The exercise:
Render everything from the line containing "# locate bokeh" down to the line containing "# locate pink", both included, as a Markdown table with columns Row and Line. Put one line per row, number the rows, and leave out blank lines.

>> begin

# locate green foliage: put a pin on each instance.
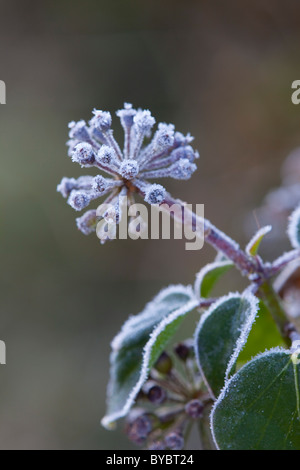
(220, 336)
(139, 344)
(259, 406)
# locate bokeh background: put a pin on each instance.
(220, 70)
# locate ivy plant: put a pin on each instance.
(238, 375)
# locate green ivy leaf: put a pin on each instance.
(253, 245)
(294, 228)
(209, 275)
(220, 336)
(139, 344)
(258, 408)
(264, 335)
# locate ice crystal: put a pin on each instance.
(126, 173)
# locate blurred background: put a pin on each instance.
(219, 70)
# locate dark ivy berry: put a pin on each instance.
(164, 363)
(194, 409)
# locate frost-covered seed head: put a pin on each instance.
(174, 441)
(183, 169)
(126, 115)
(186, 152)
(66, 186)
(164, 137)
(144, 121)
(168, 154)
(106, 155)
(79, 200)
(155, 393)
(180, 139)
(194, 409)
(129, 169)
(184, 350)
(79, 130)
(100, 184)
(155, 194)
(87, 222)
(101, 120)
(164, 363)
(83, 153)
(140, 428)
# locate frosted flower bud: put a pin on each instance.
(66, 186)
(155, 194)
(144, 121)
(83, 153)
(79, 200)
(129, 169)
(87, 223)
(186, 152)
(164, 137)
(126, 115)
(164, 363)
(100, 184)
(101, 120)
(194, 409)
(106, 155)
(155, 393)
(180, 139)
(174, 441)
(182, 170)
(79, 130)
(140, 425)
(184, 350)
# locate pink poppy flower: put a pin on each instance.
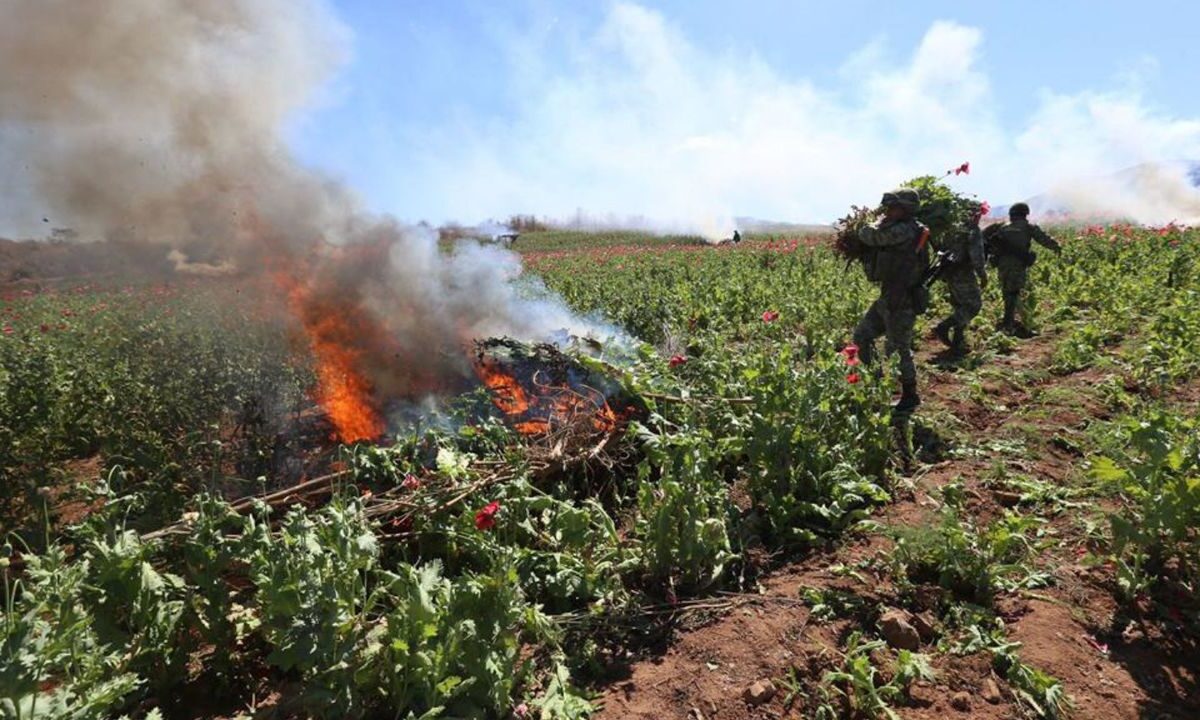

>> end
>> begin

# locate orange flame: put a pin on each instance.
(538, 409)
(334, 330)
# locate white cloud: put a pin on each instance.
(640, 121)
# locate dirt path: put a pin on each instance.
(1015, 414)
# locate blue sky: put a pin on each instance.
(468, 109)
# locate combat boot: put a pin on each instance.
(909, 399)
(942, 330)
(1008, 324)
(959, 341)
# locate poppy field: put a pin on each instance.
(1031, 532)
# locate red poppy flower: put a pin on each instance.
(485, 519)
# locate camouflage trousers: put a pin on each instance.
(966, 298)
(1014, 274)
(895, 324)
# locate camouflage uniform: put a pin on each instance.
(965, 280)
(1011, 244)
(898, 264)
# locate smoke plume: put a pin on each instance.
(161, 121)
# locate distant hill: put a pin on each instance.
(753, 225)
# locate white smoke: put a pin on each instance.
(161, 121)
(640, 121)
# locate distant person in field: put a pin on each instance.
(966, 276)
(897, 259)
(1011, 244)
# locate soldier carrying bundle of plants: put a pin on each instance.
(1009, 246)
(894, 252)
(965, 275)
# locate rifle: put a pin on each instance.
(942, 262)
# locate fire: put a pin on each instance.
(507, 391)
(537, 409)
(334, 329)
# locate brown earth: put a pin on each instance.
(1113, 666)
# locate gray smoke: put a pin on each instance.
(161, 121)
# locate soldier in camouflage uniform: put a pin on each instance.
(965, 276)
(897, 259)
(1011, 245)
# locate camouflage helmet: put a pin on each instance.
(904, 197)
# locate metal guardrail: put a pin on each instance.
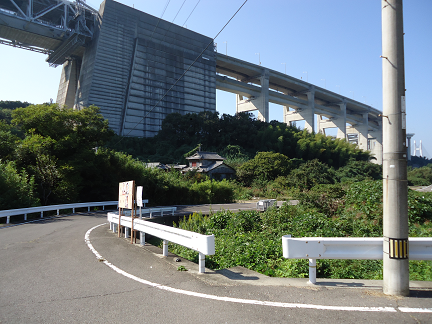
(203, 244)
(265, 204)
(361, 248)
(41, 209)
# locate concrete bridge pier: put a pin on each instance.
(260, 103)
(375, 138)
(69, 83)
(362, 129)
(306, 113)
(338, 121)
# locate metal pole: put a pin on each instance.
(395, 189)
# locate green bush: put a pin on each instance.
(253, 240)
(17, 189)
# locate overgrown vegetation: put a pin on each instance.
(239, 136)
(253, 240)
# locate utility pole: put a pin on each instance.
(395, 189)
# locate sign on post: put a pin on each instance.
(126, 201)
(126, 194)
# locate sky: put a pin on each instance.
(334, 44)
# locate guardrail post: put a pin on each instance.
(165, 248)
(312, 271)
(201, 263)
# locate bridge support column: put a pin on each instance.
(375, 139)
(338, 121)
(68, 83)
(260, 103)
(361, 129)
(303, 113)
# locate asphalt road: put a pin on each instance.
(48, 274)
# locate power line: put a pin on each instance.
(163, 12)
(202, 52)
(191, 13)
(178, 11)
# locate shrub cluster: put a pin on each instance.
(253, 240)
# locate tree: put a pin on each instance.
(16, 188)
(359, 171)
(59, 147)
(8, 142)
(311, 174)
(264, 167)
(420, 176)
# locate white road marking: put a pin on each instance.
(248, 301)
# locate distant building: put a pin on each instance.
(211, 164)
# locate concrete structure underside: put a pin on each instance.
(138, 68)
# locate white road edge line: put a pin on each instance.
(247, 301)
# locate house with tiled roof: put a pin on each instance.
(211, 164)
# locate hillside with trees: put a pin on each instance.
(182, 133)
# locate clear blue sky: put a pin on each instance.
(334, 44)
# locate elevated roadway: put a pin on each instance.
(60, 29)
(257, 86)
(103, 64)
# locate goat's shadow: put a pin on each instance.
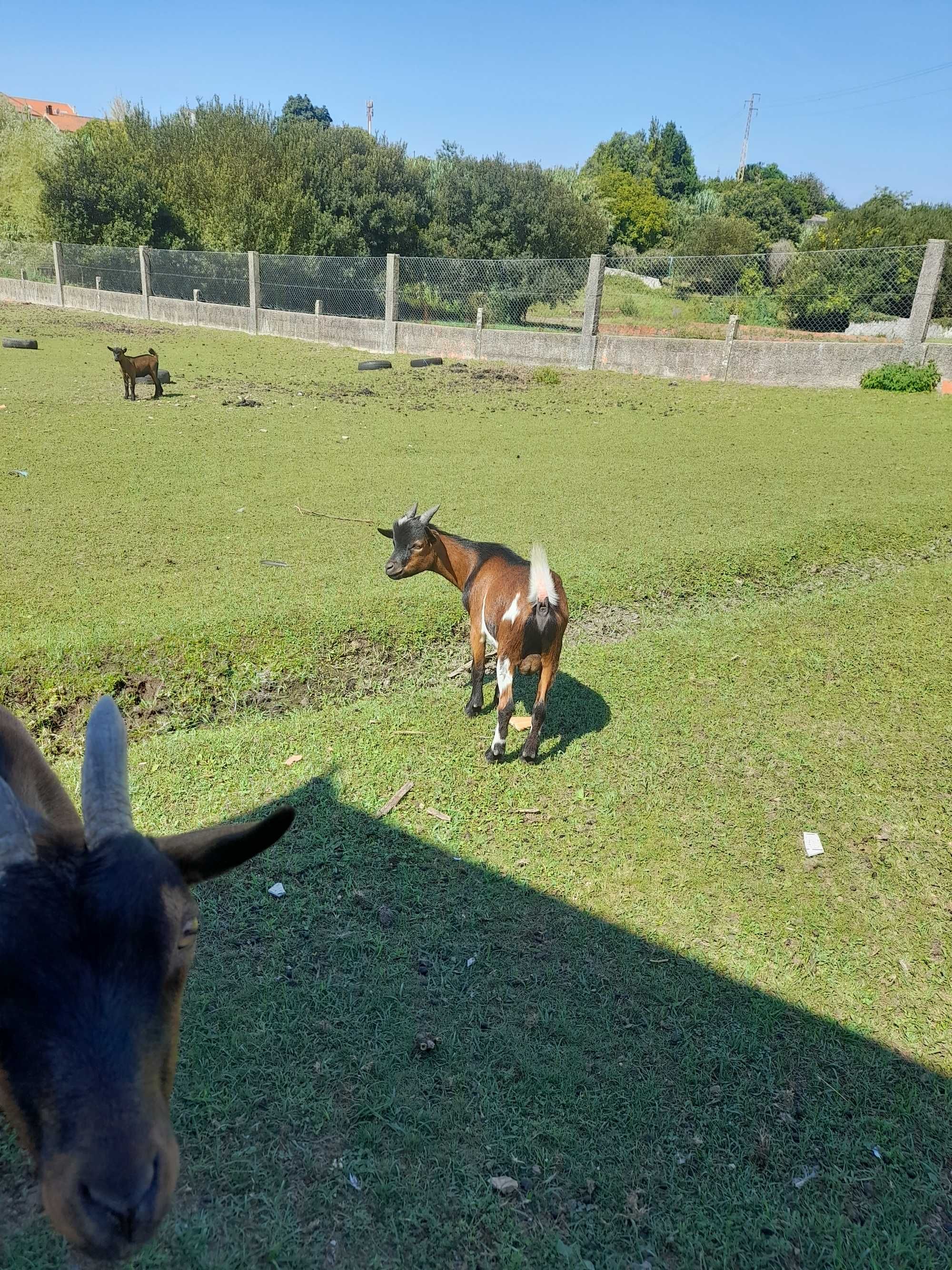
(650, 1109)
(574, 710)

>> end
>> begin

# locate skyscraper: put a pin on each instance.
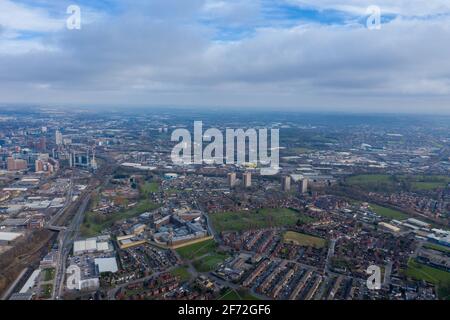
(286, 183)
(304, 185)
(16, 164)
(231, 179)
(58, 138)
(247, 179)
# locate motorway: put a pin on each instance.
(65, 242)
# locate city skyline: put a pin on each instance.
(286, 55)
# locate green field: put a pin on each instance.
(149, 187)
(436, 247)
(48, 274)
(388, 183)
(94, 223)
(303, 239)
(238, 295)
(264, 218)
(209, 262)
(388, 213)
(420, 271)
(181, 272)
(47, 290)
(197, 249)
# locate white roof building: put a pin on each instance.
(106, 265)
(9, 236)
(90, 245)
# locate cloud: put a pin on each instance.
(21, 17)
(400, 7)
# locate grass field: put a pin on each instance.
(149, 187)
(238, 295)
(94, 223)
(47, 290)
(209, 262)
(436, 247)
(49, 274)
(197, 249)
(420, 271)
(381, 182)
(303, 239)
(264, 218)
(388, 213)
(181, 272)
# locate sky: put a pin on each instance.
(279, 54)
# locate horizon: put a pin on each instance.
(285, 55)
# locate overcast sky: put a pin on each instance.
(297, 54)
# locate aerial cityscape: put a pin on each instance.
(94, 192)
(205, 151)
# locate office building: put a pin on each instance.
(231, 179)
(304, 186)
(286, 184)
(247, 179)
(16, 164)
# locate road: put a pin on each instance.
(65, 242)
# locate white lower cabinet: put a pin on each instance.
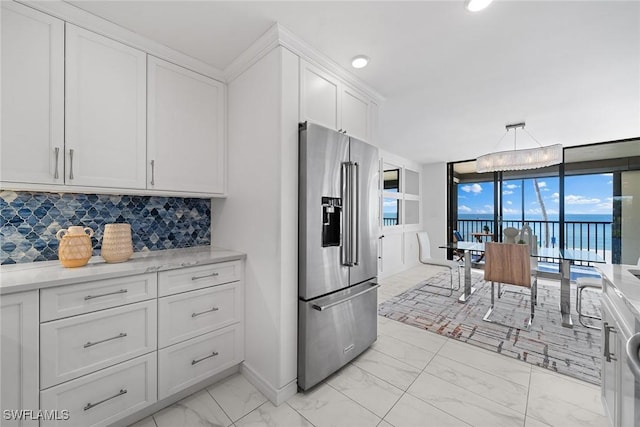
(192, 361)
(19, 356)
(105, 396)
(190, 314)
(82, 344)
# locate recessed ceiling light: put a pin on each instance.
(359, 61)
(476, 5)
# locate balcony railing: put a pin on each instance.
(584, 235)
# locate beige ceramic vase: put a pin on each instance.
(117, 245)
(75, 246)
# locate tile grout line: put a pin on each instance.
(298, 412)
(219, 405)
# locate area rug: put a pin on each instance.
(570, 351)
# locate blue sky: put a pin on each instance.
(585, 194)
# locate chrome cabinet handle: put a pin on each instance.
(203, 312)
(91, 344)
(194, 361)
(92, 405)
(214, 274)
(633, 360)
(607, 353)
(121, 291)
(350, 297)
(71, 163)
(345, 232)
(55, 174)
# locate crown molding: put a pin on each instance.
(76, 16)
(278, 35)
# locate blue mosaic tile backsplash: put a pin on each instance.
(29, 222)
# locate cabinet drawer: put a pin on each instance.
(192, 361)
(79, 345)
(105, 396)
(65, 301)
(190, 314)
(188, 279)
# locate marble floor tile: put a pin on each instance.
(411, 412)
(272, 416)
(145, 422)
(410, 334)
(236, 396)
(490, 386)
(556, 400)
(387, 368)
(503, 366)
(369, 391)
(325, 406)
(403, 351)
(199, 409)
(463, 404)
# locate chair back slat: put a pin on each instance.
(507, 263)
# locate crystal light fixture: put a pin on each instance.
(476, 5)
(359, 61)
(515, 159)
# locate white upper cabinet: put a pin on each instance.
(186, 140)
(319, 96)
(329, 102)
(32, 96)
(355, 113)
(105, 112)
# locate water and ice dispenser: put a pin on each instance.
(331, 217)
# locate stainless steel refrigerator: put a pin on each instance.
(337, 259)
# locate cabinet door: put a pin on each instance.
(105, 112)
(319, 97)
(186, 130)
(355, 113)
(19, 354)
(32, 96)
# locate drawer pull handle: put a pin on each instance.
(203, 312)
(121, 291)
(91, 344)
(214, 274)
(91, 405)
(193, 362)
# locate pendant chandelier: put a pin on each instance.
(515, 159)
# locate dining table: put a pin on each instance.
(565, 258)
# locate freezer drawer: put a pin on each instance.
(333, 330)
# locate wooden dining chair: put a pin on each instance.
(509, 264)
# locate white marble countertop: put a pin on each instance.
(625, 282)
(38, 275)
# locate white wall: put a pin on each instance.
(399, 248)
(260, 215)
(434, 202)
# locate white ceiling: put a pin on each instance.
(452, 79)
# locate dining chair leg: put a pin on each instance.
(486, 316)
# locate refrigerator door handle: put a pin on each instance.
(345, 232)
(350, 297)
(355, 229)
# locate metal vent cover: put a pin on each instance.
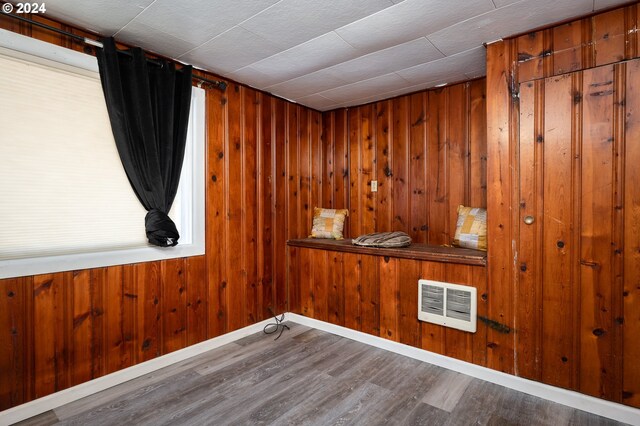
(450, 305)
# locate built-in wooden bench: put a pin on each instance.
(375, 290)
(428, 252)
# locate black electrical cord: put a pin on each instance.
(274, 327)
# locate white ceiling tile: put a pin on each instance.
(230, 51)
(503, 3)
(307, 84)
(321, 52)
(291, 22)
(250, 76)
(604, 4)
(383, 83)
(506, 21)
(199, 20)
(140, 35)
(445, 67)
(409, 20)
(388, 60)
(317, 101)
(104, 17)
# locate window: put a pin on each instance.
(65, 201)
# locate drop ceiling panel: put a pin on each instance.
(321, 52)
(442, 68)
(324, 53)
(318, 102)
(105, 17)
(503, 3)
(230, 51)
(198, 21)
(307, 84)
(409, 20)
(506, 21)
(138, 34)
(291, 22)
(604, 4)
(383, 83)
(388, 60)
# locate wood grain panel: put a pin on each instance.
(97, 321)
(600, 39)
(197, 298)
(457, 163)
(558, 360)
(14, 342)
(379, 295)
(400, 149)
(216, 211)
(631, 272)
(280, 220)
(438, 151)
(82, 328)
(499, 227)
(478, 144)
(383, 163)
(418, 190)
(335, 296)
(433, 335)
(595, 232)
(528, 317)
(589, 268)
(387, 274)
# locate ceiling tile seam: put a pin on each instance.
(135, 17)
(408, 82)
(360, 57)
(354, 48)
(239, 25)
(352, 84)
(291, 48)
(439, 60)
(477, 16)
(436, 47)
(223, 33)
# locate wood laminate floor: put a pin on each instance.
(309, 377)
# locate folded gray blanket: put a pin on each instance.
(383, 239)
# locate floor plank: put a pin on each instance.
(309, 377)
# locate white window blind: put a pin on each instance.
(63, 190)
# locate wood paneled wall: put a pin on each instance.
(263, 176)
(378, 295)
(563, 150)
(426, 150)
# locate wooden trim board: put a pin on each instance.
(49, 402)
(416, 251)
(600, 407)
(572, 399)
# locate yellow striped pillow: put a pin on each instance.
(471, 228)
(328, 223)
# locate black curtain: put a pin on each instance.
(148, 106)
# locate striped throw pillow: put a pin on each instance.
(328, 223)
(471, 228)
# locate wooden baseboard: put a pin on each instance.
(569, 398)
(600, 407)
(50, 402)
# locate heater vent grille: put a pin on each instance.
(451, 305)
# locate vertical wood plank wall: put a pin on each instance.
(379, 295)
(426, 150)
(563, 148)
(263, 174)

>> end

Response to the task:
| Row | Line |
|---|---|
| 1 | # locate bokeh background: put a pin on each instance. |
| 2 | (220, 70) |
| 3 | # locate ivy plant: put a pin on each instance. |
| 4 | (238, 375) |
| 5 | # locate green ivy leaf: put a pin on each instance. |
| 6 | (253, 245) |
| 7 | (294, 228) |
| 8 | (209, 275) |
| 9 | (220, 336) |
| 10 | (139, 344) |
| 11 | (258, 408) |
| 12 | (264, 335) |
| 13 | # locate ice crystal: put a pin on each instance. |
| 14 | (126, 173) |
| 15 | # locate blurred background: put a pin on each instance. |
| 16 | (219, 70) |
| 17 | # locate dark ivy berry: put a pin on each instance. |
| 18 | (164, 363) |
| 19 | (194, 409) |
| 20 | # locate frost-covered seed head: put a pin on each instance. |
| 21 | (174, 441) |
| 22 | (183, 169) |
| 23 | (126, 115) |
| 24 | (186, 152) |
| 25 | (66, 186) |
| 26 | (164, 137) |
| 27 | (144, 121) |
| 28 | (168, 154) |
| 29 | (106, 155) |
| 30 | (79, 200) |
| 31 | (155, 393) |
| 32 | (180, 139) |
| 33 | (194, 409) |
| 34 | (129, 169) |
| 35 | (184, 350) |
| 36 | (79, 130) |
| 37 | (100, 184) |
| 38 | (155, 194) |
| 39 | (87, 222) |
| 40 | (101, 120) |
| 41 | (164, 363) |
| 42 | (83, 153) |
| 43 | (140, 428) |
| 44 | # locate frosted flower bud: put a pin on each instance. |
| 45 | (66, 186) |
| 46 | (155, 194) |
| 47 | (144, 121) |
| 48 | (83, 153) |
| 49 | (79, 200) |
| 50 | (129, 169) |
| 51 | (87, 223) |
| 52 | (186, 152) |
| 53 | (164, 137) |
| 54 | (126, 115) |
| 55 | (164, 363) |
| 56 | (100, 184) |
| 57 | (101, 120) |
| 58 | (194, 409) |
| 59 | (106, 155) |
| 60 | (155, 393) |
| 61 | (180, 139) |
| 62 | (174, 441) |
| 63 | (182, 170) |
| 64 | (79, 130) |
| 65 | (140, 425) |
| 66 | (184, 350) |
| 67 | # locate pink poppy flower: put a pin on each instance. |